Task requirements
Copy the following lines unchanged, starting with the line that contains "I need help locating the pointed" and going on through the line that contains "[260,169,321,238]".

(Items from a dataset)
****************************************
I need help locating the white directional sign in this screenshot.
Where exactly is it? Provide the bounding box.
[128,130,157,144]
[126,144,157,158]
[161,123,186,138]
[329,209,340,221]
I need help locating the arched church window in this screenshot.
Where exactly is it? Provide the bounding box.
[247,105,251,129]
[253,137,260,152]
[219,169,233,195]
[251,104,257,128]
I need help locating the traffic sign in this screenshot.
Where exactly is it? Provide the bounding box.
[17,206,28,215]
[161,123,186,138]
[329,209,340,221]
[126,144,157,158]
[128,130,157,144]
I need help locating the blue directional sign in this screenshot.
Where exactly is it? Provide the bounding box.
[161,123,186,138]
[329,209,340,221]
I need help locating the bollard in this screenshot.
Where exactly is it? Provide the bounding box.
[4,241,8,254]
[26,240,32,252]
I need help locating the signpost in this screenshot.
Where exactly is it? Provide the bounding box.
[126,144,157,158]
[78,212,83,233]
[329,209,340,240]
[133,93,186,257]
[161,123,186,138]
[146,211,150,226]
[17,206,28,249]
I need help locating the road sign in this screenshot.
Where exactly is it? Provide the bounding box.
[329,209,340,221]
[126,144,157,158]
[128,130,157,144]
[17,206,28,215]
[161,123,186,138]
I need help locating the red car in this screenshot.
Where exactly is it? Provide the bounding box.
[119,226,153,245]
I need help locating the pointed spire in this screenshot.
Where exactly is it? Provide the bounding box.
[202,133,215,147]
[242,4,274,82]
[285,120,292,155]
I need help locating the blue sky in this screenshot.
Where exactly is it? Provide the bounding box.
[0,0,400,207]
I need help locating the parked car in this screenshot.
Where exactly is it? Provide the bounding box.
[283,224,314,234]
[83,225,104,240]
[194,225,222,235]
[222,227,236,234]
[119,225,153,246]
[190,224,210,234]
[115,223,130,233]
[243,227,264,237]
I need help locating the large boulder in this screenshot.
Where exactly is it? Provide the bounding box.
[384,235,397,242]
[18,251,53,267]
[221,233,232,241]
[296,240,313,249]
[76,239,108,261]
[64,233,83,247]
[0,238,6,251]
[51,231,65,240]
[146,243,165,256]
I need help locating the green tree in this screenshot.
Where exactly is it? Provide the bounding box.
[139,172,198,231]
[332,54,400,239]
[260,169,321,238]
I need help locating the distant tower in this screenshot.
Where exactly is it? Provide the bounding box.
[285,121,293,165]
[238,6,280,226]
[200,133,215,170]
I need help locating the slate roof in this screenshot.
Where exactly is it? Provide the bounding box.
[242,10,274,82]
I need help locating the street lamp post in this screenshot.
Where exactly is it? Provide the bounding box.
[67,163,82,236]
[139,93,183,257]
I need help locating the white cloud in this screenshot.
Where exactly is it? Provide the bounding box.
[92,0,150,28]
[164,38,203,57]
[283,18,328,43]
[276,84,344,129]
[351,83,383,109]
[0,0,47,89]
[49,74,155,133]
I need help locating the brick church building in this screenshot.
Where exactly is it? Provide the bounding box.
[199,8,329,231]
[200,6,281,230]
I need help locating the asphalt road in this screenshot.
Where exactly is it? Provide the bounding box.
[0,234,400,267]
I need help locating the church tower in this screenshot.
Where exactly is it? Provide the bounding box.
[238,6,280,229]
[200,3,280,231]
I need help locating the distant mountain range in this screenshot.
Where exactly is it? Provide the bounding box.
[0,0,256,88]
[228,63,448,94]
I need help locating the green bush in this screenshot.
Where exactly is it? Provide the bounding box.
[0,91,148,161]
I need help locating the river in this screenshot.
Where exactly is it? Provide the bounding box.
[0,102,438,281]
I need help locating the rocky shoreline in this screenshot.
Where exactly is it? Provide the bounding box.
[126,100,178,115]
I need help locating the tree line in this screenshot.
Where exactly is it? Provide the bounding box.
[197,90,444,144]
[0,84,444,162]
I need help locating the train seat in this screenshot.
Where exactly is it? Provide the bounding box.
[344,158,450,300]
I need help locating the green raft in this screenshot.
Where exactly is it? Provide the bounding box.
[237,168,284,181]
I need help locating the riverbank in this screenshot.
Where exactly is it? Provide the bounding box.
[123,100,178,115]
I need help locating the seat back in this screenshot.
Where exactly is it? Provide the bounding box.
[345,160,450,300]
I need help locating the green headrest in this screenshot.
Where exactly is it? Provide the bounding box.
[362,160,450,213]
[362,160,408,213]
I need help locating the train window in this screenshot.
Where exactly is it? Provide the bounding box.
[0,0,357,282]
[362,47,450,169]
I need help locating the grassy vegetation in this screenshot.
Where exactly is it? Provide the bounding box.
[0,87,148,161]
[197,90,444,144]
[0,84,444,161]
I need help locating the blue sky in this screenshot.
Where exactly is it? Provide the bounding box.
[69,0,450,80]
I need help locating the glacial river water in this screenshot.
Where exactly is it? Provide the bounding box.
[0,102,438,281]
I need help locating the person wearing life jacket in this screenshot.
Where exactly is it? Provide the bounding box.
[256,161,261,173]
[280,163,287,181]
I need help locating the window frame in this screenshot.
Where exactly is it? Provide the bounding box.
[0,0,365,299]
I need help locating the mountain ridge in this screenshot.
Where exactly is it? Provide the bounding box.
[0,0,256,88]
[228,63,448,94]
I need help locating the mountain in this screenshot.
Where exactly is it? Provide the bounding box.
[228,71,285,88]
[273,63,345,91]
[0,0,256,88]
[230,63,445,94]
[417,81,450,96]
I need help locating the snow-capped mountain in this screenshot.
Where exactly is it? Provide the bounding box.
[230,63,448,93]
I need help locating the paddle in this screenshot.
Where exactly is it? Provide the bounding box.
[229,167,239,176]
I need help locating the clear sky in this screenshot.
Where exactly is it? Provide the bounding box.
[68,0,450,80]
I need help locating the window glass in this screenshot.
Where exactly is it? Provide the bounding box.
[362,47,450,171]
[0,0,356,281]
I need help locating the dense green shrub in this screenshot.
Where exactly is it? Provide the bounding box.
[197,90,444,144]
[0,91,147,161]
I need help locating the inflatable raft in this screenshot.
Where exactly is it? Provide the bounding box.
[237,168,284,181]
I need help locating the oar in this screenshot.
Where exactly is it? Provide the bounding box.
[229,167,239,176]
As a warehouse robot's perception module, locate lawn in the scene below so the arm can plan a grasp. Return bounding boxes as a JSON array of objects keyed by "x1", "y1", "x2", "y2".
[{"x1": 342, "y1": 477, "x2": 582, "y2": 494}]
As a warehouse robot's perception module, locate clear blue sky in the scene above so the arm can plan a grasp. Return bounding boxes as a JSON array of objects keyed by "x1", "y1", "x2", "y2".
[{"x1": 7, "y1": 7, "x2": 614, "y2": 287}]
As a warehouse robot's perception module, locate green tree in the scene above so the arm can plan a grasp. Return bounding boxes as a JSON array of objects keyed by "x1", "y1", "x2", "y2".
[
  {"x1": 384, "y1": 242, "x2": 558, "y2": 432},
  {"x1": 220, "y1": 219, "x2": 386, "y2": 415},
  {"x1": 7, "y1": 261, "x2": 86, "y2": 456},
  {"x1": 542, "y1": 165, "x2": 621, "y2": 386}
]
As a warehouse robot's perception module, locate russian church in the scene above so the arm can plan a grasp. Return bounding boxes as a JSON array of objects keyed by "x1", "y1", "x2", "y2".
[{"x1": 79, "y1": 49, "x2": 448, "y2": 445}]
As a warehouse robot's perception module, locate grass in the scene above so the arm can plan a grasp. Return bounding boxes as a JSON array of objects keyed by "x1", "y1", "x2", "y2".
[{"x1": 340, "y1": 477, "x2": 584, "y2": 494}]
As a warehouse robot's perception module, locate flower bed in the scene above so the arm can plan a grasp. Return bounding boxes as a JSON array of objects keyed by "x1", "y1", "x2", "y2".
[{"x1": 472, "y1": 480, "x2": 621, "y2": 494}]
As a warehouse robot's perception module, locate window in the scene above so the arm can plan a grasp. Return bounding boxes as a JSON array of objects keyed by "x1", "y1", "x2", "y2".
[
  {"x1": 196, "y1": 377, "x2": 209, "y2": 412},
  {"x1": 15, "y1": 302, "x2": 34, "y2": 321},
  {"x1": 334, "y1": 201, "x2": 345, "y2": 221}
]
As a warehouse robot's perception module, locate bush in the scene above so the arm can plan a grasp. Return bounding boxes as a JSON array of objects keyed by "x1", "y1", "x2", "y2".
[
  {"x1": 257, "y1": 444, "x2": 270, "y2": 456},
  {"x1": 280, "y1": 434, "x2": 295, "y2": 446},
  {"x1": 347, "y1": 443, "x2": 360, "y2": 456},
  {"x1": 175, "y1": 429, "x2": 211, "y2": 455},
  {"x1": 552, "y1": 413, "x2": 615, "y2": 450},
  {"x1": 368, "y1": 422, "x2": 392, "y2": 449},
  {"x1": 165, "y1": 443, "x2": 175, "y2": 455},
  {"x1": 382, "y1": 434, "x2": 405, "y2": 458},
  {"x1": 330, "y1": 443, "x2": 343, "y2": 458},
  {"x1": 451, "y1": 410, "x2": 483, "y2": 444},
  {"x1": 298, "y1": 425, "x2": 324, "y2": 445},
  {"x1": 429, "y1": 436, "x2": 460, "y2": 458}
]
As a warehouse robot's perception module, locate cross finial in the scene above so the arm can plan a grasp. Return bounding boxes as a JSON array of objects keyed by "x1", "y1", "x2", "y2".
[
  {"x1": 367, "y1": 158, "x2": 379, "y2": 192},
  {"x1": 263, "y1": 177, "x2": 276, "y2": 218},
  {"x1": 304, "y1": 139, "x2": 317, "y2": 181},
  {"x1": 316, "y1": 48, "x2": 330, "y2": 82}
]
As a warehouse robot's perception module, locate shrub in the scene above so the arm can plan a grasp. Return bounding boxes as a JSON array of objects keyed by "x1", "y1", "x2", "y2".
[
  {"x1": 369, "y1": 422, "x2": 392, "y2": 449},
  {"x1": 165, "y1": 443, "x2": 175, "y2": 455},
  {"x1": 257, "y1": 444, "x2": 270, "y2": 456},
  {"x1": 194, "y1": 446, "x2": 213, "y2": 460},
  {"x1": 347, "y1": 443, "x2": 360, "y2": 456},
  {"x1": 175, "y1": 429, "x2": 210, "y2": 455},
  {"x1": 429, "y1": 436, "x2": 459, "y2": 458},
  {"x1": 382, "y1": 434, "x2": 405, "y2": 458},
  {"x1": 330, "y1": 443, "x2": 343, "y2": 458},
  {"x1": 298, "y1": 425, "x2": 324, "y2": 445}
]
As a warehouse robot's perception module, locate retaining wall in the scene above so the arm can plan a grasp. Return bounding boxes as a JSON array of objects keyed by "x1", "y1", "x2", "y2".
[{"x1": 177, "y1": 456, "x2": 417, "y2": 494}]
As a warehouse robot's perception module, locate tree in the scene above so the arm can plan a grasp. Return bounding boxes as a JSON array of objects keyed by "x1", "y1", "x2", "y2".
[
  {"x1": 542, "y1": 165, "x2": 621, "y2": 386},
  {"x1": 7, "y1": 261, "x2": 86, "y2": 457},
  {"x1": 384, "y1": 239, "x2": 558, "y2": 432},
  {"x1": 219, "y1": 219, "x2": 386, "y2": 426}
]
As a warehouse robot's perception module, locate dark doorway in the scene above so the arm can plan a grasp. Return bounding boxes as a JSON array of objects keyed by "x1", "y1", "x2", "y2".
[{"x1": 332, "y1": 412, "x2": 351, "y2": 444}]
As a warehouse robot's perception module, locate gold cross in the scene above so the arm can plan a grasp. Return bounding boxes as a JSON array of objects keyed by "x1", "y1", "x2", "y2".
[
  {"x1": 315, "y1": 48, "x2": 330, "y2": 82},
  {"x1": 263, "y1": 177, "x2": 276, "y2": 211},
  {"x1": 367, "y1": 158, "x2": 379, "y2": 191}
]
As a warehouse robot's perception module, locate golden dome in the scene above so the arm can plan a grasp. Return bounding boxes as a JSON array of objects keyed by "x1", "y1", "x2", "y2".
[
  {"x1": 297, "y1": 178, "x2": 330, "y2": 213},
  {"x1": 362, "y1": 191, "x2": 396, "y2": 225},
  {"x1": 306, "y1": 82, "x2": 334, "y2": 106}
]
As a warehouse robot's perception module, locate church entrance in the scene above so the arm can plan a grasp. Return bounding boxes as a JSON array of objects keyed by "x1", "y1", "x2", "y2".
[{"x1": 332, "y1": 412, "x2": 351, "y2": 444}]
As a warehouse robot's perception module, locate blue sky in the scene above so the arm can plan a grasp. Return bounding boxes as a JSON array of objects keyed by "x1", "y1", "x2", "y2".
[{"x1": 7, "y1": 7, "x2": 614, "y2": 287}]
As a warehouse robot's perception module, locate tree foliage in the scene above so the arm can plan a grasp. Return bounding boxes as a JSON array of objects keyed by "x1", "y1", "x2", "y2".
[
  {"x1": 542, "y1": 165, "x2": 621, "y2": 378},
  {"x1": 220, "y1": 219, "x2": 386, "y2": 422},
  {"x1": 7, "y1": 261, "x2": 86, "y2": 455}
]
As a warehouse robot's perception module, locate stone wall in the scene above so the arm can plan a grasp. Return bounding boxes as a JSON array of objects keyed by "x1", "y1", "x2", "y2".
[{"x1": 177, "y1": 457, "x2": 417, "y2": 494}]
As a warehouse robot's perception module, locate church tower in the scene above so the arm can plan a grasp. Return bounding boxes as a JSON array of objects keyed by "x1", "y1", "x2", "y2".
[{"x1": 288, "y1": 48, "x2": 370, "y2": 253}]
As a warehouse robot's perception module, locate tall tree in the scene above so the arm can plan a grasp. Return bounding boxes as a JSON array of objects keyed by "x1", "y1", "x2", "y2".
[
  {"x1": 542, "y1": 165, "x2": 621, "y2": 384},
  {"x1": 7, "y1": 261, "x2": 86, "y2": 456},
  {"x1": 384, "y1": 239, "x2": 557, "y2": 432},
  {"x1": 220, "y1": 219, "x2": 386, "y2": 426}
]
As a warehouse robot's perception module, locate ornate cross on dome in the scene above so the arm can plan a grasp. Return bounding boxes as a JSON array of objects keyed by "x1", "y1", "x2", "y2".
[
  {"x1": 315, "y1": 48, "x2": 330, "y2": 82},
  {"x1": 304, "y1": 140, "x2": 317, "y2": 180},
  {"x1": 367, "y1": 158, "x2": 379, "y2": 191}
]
****************************************
Solution for this exercise
I need help locating the pointed spire in this screenshot.
Where exactly is it? Provide the bounding box.
[202,133,215,147]
[242,4,274,82]
[285,120,292,155]
I need help locating the blue sky in this screenshot.
Where exactly is it? Provide the bounding box.
[0,0,400,207]
I need help locating the parked car in this screenshot.
Where exactly is it? Provide the bounding box.
[283,224,314,234]
[83,225,104,240]
[194,225,222,235]
[222,227,236,234]
[119,225,153,246]
[190,224,210,234]
[115,223,130,233]
[243,227,264,237]
I need help locating the large boulder in this screenshot.
Where exactly is it? Provide the bounding box.
[384,235,397,242]
[18,251,53,267]
[221,233,232,241]
[296,240,313,249]
[76,239,108,261]
[64,233,83,247]
[0,238,6,251]
[51,231,65,240]
[146,243,165,256]
I need help locating the green tree in this screenshot.
Where exactly is it? Provide the bounding box.
[139,172,198,231]
[332,54,400,239]
[260,169,321,238]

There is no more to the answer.